#### What to work on
Copy each line below as written, but skip the pictures.

(Records contained in a dataset)
BEGIN
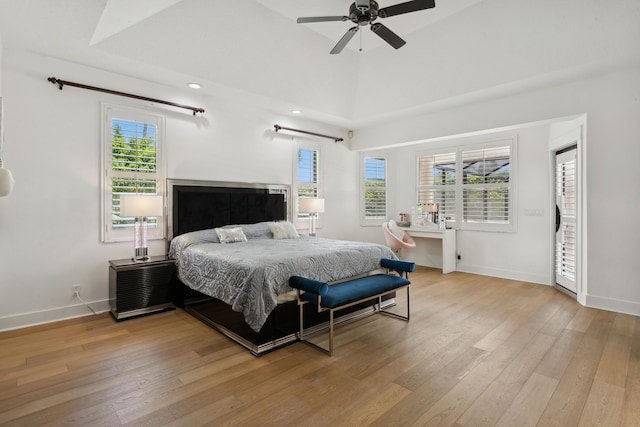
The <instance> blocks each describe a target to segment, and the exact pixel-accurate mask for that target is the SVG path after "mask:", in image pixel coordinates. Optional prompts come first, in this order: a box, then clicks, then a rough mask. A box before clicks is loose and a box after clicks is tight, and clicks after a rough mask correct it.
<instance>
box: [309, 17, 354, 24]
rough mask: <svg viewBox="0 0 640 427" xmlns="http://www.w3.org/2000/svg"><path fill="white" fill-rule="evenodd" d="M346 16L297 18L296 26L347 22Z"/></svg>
mask: <svg viewBox="0 0 640 427" xmlns="http://www.w3.org/2000/svg"><path fill="white" fill-rule="evenodd" d="M348 19H349V18H347V17H346V16H312V17H309V18H298V24H307V23H310V22H330V21H347V20H348Z"/></svg>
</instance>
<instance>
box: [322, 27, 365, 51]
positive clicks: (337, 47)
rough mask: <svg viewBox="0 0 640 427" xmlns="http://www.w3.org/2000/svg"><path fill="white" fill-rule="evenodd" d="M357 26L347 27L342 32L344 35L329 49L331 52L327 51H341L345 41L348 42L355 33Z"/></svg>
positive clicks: (346, 44)
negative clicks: (336, 42)
mask: <svg viewBox="0 0 640 427" xmlns="http://www.w3.org/2000/svg"><path fill="white" fill-rule="evenodd" d="M359 28H360V27H359V26H357V25H356V26H355V27H353V28H349V30H348V31H347V32H346V33H345V34H344V36H342V38H341V39H340V41H339V42H338V44H336V45H335V46H334V48H333V49H332V50H331V52H329V53H331V54H332V55H335V54H336V53H340V52H342V49H344V47H345V46H346V45H347V43H349V41H350V40H351V39H352V38H353V36H355V35H356V33H357V32H358V29H359Z"/></svg>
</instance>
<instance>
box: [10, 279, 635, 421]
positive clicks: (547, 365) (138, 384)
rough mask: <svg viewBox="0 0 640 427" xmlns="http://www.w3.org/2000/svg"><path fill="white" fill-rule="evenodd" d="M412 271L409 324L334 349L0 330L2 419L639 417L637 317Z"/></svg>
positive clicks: (192, 328) (194, 332) (535, 293)
mask: <svg viewBox="0 0 640 427" xmlns="http://www.w3.org/2000/svg"><path fill="white" fill-rule="evenodd" d="M411 280H412V283H413V284H412V299H411V308H412V311H411V315H412V318H411V321H410V322H409V323H407V322H403V321H401V320H397V319H393V318H390V317H387V316H379V315H377V316H371V317H368V318H366V319H362V320H360V321H358V322H355V323H351V324H349V325H345V326H342V327H340V328H338V329H337V330H336V350H335V355H334V357H331V358H330V357H327V356H326V355H324V354H322V353H320V352H318V351H317V350H314V349H313V348H311V347H309V346H307V345H304V344H302V343H296V344H294V345H292V346H289V347H286V348H284V349H281V350H278V351H275V352H273V353H270V354H267V355H265V356H262V357H260V358H254V357H253V356H251V355H250V354H249V353H248V352H247V351H246V350H244V349H243V348H241V347H240V346H238V345H237V344H235V343H232V342H231V341H229V340H228V339H226V338H224V337H222V336H221V335H219V334H218V333H216V332H215V331H213V330H212V329H210V328H208V327H207V326H205V325H203V324H202V323H200V322H199V321H198V320H196V319H194V318H192V317H191V316H190V315H188V314H186V313H185V312H183V311H182V310H176V311H172V312H166V313H161V314H155V315H152V316H147V317H143V318H137V319H132V320H127V321H124V322H120V323H116V322H115V321H113V319H112V318H111V317H110V316H109V315H108V314H101V315H98V316H92V317H85V318H82V319H75V320H70V321H64V322H59V323H56V324H50V325H44V326H37V327H33V328H27V329H22V330H17V331H9V332H4V333H0V424H1V425H24V426H37V425H46V424H51V425H65V426H66V425H81V426H90V425H105V426H119V425H148V426H160V425H176V426H178V425H182V426H200V425H211V426H223V425H238V426H257V425H274V426H275V425H277V426H283V425H295V426H299V425H305V426H342V425H344V426H363V425H374V426H393V425H416V426H427V425H429V426H431V425H433V426H435V425H438V426H444V425H453V426H458V427H459V426H473V427H476V426H493V425H500V426H528V425H531V426H534V425H539V426H552V425H556V426H572V425H600V426H618V425H627V426H639V425H640V318H637V317H634V316H628V315H622V314H616V313H611V312H606V311H601V310H596V309H590V308H585V307H582V306H581V305H579V304H578V303H576V302H575V301H574V300H572V299H571V298H569V297H567V296H565V295H563V294H562V293H560V292H558V291H556V290H554V289H553V288H551V287H547V286H542V285H534V284H530V283H523V282H517V281H509V280H503V279H496V278H490V277H483V276H475V275H470V274H464V273H459V272H458V273H452V274H448V275H442V274H440V273H439V271H437V270H433V269H427V268H421V269H419V270H418V271H417V272H416V273H414V274H413V275H412V276H411ZM402 308H403V307H401V304H400V302H399V306H398V309H399V310H401V309H402Z"/></svg>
END
#### Solution to the exercise
The <instance> blocks each describe a target to segment, and the exact pixel-accurate mask for that target is the SVG path after "mask:", in image pixel coordinates. Optional prompts come first, in this order: a box, then clicks, then a rough mask. A box before clicks is loose and a box after clicks is tight, and clicks after a rough mask correct it.
<instance>
box: [309, 17, 354, 24]
rough mask: <svg viewBox="0 0 640 427" xmlns="http://www.w3.org/2000/svg"><path fill="white" fill-rule="evenodd" d="M346 16L297 18L296 26L347 22Z"/></svg>
mask: <svg viewBox="0 0 640 427" xmlns="http://www.w3.org/2000/svg"><path fill="white" fill-rule="evenodd" d="M348 19H349V18H347V17H346V16H312V17H309V18H298V24H307V23H310V22H330V21H347V20H348Z"/></svg>
</instance>
<instance>
box: [322, 27, 365, 51]
positive clicks: (337, 47)
rough mask: <svg viewBox="0 0 640 427" xmlns="http://www.w3.org/2000/svg"><path fill="white" fill-rule="evenodd" d="M357 26L347 27L342 32L344 35L329 49L331 52L327 51H341L345 41L348 42L355 33Z"/></svg>
positive clicks: (346, 44)
negative clicks: (336, 42)
mask: <svg viewBox="0 0 640 427" xmlns="http://www.w3.org/2000/svg"><path fill="white" fill-rule="evenodd" d="M359 28H360V27H359V26H357V25H356V26H355V27H353V28H349V30H348V31H347V32H346V33H345V34H344V36H342V38H341V39H340V41H339V42H338V44H336V45H335V46H334V48H333V49H332V50H331V52H329V53H331V54H332V55H335V54H336V53H340V52H342V49H344V47H345V46H346V45H347V43H349V41H350V40H351V39H352V38H353V36H355V35H356V33H357V32H358V29H359Z"/></svg>
</instance>
<instance>
box: [10, 279, 635, 421]
positive clicks: (547, 365) (138, 384)
rough mask: <svg viewBox="0 0 640 427" xmlns="http://www.w3.org/2000/svg"><path fill="white" fill-rule="evenodd" d="M412 271L409 324L334 349L0 330L2 419L639 417L637 317Z"/></svg>
positive clicks: (192, 328) (194, 332) (535, 293)
mask: <svg viewBox="0 0 640 427" xmlns="http://www.w3.org/2000/svg"><path fill="white" fill-rule="evenodd" d="M411 280H412V283H413V284H412V299H411V308H412V311H411V315H412V318H411V321H410V322H409V323H407V322H403V321H401V320H397V319H393V318H390V317H387V316H379V315H377V316H371V317H368V318H366V319H362V320H360V321H358V322H355V323H351V324H349V325H345V326H342V327H340V328H338V329H337V330H336V350H335V355H334V357H331V358H330V357H327V356H326V355H324V354H322V353H320V352H318V351H317V350H314V349H313V348H311V347H309V346H307V345H304V344H302V343H296V344H294V345H292V346H289V347H286V348H284V349H281V350H278V351H275V352H273V353H270V354H267V355H265V356H262V357H260V358H254V357H253V356H251V355H250V354H249V353H248V352H247V351H246V350H244V349H243V348H241V347H240V346H238V345H237V344H235V343H232V342H231V341H229V340H228V339H226V338H224V337H222V336H221V335H219V334H218V333H216V332H215V331H213V330H212V329H210V328H208V327H207V326H205V325H203V324H202V323H200V322H199V321H198V320H196V319H194V318H192V317H191V316H190V315H188V314H186V313H185V312H183V311H182V310H176V311H172V312H166V313H161V314H155V315H152V316H147V317H143V318H137V319H132V320H127V321H124V322H120V323H116V322H115V321H113V319H112V318H111V317H110V316H109V315H108V314H101V315H98V316H92V317H85V318H82V319H75V320H70V321H64V322H59V323H56V324H50V325H44V326H37V327H33V328H27V329H22V330H17V331H9V332H4V333H0V424H1V425H24V426H37V425H46V424H51V425H65V426H66V425H81V426H90V425H105V426H119V425H148V426H160V425H176V426H178V425H182V426H200V425H211V426H223V425H238V426H257V425H274V426H275V425H277V426H283V425H295V426H299V425H305V426H342V425H344V426H363V425H374V426H393V425H416V426H427V425H429V426H431V425H433V426H435V425H438V426H444V425H453V426H458V427H459V426H473V427H476V426H493V425H500V426H528V425H531V426H534V425H539V426H552V425H556V426H572V425H600V426H618V425H627V426H639V425H640V318H637V317H634V316H628V315H622V314H616V313H611V312H606V311H601V310H596V309H590V308H585V307H582V306H581V305H579V304H578V303H576V302H575V301H574V300H572V299H571V298H569V297H567V296H565V295H563V294H562V293H560V292H558V291H556V290H554V289H553V288H551V287H547V286H542V285H534V284H530V283H523V282H517V281H509V280H503V279H496V278H490V277H483V276H475V275H470V274H464V273H459V272H458V273H452V274H448V275H442V274H440V273H439V271H437V270H433V269H427V268H421V269H419V270H418V271H417V272H416V273H414V274H413V275H412V276H411ZM402 308H403V307H401V304H400V302H399V306H398V309H399V310H401V309H402Z"/></svg>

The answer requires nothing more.